TASK ITEM: If you see a picture in the data below, omit it and copy the rest exactly.

[Point-per-instance localization data]

**********

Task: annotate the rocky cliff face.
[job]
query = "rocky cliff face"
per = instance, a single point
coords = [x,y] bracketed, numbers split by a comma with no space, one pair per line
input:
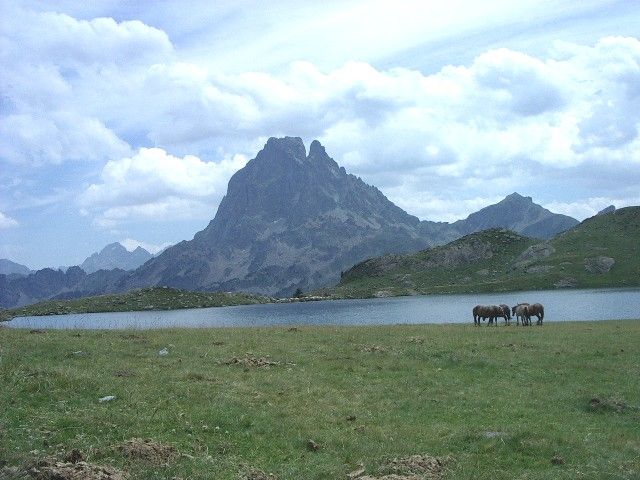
[289,220]
[113,256]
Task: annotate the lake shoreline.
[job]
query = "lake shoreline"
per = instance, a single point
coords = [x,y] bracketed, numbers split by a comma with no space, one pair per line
[560,306]
[538,402]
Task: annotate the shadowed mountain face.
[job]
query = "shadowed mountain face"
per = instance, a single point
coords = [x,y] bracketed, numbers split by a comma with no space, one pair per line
[289,220]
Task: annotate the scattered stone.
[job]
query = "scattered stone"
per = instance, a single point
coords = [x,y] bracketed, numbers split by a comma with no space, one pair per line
[374,349]
[382,294]
[312,446]
[149,451]
[356,473]
[74,456]
[598,264]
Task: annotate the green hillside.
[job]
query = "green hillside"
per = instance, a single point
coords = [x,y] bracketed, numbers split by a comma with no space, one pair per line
[156,298]
[602,251]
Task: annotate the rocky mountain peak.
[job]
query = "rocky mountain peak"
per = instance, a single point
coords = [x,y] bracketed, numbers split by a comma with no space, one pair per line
[115,255]
[516,198]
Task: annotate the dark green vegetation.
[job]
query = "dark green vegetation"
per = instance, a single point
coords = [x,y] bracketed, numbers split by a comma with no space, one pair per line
[157,298]
[559,401]
[603,251]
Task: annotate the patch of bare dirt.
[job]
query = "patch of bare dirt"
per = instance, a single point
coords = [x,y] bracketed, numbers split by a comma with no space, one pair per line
[149,451]
[255,474]
[251,361]
[413,467]
[50,469]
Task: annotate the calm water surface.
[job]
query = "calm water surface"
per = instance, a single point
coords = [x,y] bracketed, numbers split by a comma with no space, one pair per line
[560,306]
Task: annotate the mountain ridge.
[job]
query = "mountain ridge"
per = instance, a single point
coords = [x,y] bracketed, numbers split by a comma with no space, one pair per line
[290,219]
[113,256]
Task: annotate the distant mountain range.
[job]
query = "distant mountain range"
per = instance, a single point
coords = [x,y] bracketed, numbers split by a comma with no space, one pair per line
[7,267]
[115,255]
[290,219]
[600,252]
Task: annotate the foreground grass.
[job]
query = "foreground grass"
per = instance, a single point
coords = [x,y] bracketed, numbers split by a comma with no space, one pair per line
[501,402]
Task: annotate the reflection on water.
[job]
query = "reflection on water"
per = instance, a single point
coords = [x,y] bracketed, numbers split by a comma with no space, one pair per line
[563,305]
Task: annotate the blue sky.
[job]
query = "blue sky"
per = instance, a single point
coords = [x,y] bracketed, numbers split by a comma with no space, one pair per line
[123,121]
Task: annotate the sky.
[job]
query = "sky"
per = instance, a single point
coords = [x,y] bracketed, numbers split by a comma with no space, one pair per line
[123,121]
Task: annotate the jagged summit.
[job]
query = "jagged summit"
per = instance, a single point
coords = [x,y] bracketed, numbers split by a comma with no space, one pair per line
[289,220]
[517,198]
[114,256]
[518,213]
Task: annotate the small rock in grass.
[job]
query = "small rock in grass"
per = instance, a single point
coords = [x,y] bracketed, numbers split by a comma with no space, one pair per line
[74,456]
[312,446]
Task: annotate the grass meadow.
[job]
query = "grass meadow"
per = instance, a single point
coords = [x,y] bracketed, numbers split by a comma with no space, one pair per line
[559,401]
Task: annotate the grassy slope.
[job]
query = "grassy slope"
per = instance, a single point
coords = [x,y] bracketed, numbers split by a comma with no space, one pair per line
[614,235]
[156,298]
[502,402]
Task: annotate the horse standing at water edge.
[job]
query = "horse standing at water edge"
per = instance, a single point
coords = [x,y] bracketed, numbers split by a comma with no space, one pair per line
[505,313]
[482,312]
[521,312]
[538,310]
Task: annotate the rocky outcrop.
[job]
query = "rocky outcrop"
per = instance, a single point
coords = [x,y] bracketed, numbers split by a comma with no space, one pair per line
[113,256]
[598,265]
[289,220]
[519,214]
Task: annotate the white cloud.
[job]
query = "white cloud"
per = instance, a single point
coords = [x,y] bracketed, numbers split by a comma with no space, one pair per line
[590,206]
[7,222]
[155,185]
[543,125]
[131,244]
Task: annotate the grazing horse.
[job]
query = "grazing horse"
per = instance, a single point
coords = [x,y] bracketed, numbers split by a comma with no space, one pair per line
[505,312]
[521,312]
[482,312]
[538,310]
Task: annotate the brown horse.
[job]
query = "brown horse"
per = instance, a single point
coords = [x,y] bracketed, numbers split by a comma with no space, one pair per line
[538,310]
[521,312]
[482,312]
[505,312]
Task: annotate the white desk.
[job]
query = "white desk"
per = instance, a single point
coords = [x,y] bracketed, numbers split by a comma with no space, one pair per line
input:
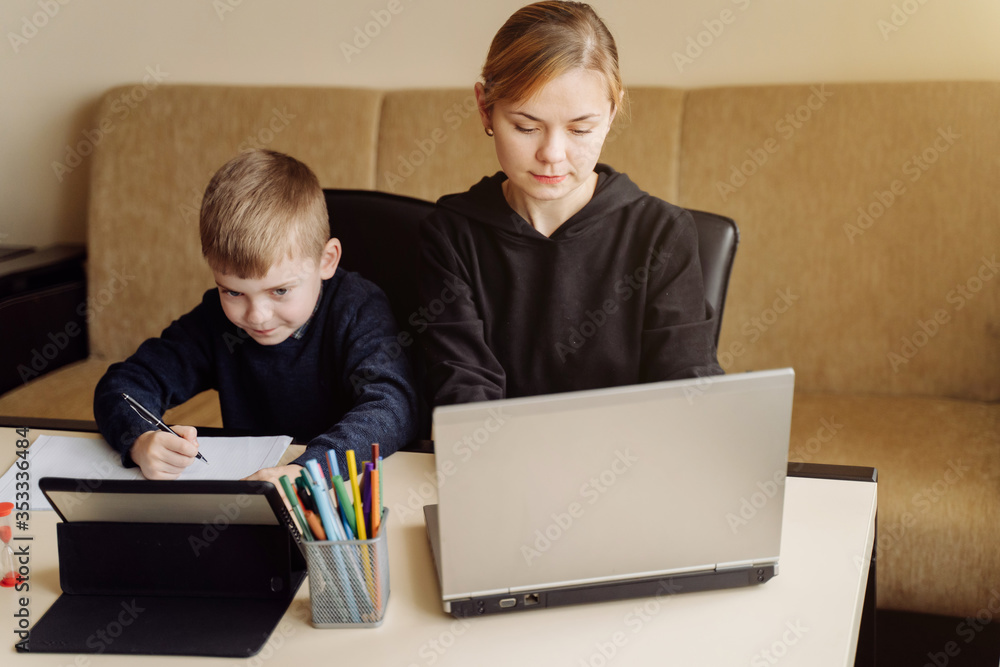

**********

SOLUTION:
Task: annotate the rocky cliff face.
[job]
query = "rocky cliff face"
per = instance, a single point
coords = [x,y] bracketed, numbers split by a comma with no space, one pair per line
input:
[289,220]
[113,256]
Task: annotate the lake shoreline.
[job]
query = "lake shoreline"
per = instance, a single point
coords = [x,y] bracketed, numbers split by a comma with no space, one pair per line
[560,306]
[538,402]
Task: annotate the shadowed mountain face.
[job]
query = "shadowed mountain face"
per = instance, a single point
coords = [x,y] bracketed, numbers split by a comma with no space, one pair per line
[289,220]
Task: annotate the scattered stone.
[job]
query = "scattered stone"
per = instance, a single point
coords = [x,y] bracketed, numbers split by a comma with no space, one pair per line
[374,349]
[382,294]
[312,446]
[149,451]
[356,473]
[74,456]
[598,264]
Task: annotate the green hillside.
[job]
query = "green hillside"
per = instance, a single point
coords = [x,y] bracketed, numbers split by a comma with no space, one pair per line
[156,298]
[602,251]
Task: annotate the rocky mountain peak.
[job]
query = "rocky mountain peak"
per = instance, a single point
coords = [x,y] bracketed, numbers split by a comma with no space, one pair per line
[115,255]
[516,198]
Task: annotate the dark green vegetation.
[job]
query = "dark green vegetation"
per = instance, a single point
coords = [x,y] bracketed, numbers split by a comma with no space, one pair per line
[157,298]
[559,401]
[603,251]
Task: annotate the patch of bare dirt.
[job]
query = "patch of bare dirt"
per = instance, a single point
coords = [x,y] bracketed, numbers split by a comma with no space, one pair per line
[149,451]
[255,474]
[251,361]
[413,467]
[50,469]
Task: annotate the calm water surface.
[job]
query = "calm water surface"
per = instance, a single point
coords = [x,y] bracketed, numbers split by a comma with no space, one pair per line
[560,306]
Task: annotate the mountain ridge.
[job]
query = "mountain ridge"
per = instance, a single point
coords = [x,y] bracketed, numbers split by a comma with no space, one pair per line
[290,219]
[113,256]
Task: annotate the distant mountain range.
[job]
query = "distant mountain range"
per = instance, a single point
coords = [x,y] bracketed, numbers split by a comma with no space, one pair per line
[7,267]
[115,255]
[290,219]
[600,252]
Task: annotate the foreground grass.
[job]
query = "foreground grass"
per = instance, a single point
coords = [x,y] bracketed, numbers split by a comma with no space, one pair per line
[501,402]
Task: annotate the reflection on water.
[job]
query = "reflection on water"
per = instance, a single point
coords = [x,y] bracketed, numbers split by a comma with no space, one pair per line
[563,305]
Task: annotate the blue sky.
[job]
query = "blue sky"
per = instance, a single point
coords = [x,y] bracketed, numbers split by a comma with no space, one pair per line
[123,121]
Task: annotate the sky.
[job]
query = "sky"
per = instance, a single point
coords = [x,y] bracketed, numbers split by a comma with no space, one pair per line
[123,121]
Task: annotate the jagged summit.
[job]
query = "jagged summit"
per = instance, a single point
coords = [x,y] bracketed, numbers split by a comma with no space, one pair per line
[289,220]
[517,198]
[114,256]
[518,213]
Task: annotate the small rock in grass.
[job]
query = "small rock in grass"
per = instance, a single point
coords = [x,y] bracketed, numbers split by a comma with no space, one pair per line
[74,456]
[312,446]
Task: annotate the grass meadow.
[job]
query = "grass meadow"
per = instance, a single point
coords = [x,y] bracketed, numbers split by a comma with no space, one pair per line
[559,401]
Task: annotate the grassy slope.
[job]
query = "grassy slope"
per = instance, a single point
coords = [x,y] bracketed, numbers split by a comma with no space, one pair per line
[614,235]
[156,298]
[502,402]
Task: annotate the horse standing at water edge.
[job]
query = "horse standing at water edge"
per = instance, a single point
coords = [x,y] bracketed, numbers split by a comma with no space, one pair per line
[505,313]
[482,312]
[521,312]
[538,310]
Task: annotate the rocky outcrop.
[job]
query = "rocky outcrop"
per = instance, a single point
coords = [x,y] bracketed, numbers split by a comma with no space, one pair per line
[113,256]
[598,265]
[289,220]
[519,214]
Task: annotate the white cloud.
[job]
query = "white cloud"
per = instance, a single point
coords = [x,y] bracketed, numbers split by a comma with no space, one pair per line
[590,206]
[7,222]
[155,185]
[543,125]
[131,244]
Task: annotate the grazing horse.
[job]
query = "grazing horse"
per = instance, a single point
coords = [x,y] bracketed, numbers split by a comma with no space, one pair per line
[505,312]
[521,312]
[482,312]
[538,310]
Task: annotate the brown horse.
[job]
query = "brown horse"
per = instance, a single point
coords = [x,y] bracketed, numbers split by a comma with no space, one pair per line
[538,310]
[521,312]
[482,312]
[505,312]
Task: annotate the white desk.
[job]
query = "white desk"
per = instance, a single point
coords = [x,y] bracketed, numbers split by a comma with no space, one pair per line
input:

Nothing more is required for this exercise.